* _Problema_
Conte quantas linhas das entradas abaixo contêm a palavra "shape". Informe somente o número.

* _Entradas fornecidas_
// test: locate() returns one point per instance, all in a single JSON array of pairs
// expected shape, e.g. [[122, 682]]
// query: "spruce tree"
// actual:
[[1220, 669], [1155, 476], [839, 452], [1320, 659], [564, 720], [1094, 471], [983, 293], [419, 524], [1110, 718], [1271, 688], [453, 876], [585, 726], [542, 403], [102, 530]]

* * *

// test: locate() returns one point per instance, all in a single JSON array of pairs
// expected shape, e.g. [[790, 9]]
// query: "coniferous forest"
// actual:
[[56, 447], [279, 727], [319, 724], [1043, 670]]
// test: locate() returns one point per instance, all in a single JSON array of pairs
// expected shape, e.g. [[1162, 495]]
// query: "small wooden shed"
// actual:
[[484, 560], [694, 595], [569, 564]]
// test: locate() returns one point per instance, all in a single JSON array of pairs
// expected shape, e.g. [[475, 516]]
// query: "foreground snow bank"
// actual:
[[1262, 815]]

--

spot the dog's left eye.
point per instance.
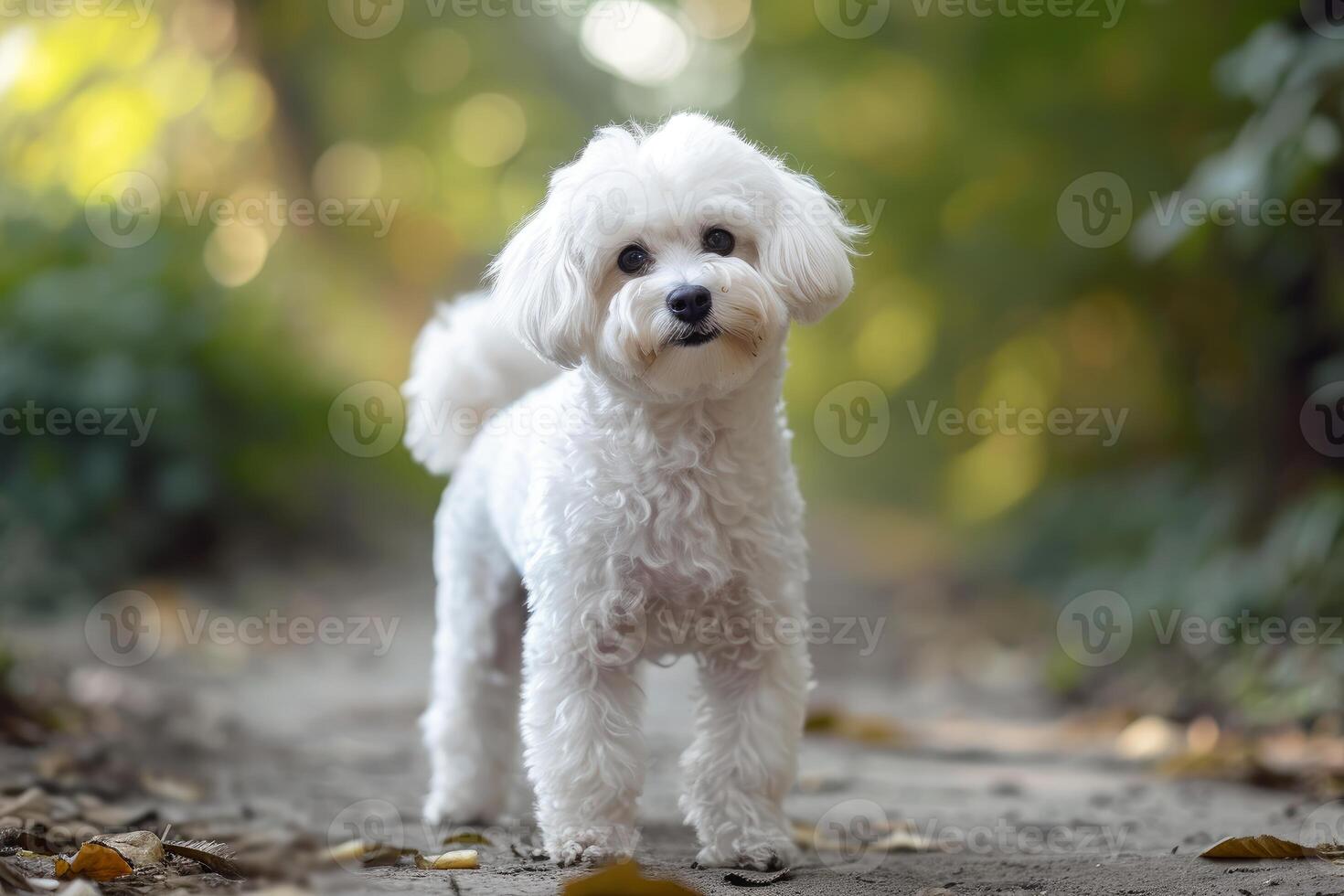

* _Resposta ao problema_
4